## ABOUT THIS TASK
Give back the listing in full and exactly, leaving out the images.

[EXTRACTED RECORDS]

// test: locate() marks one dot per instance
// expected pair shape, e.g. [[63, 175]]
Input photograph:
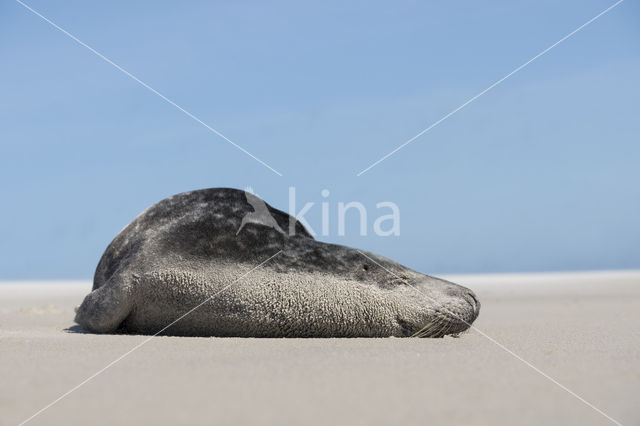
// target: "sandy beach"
[[581, 329]]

[/EXTRACTED RECORDS]

## PROBLEM SOLUTION
// test: locate() marks one dot per instance
// expected pair shape, e.g. [[63, 175]]
Input photograph:
// target: "sandy beach"
[[581, 329]]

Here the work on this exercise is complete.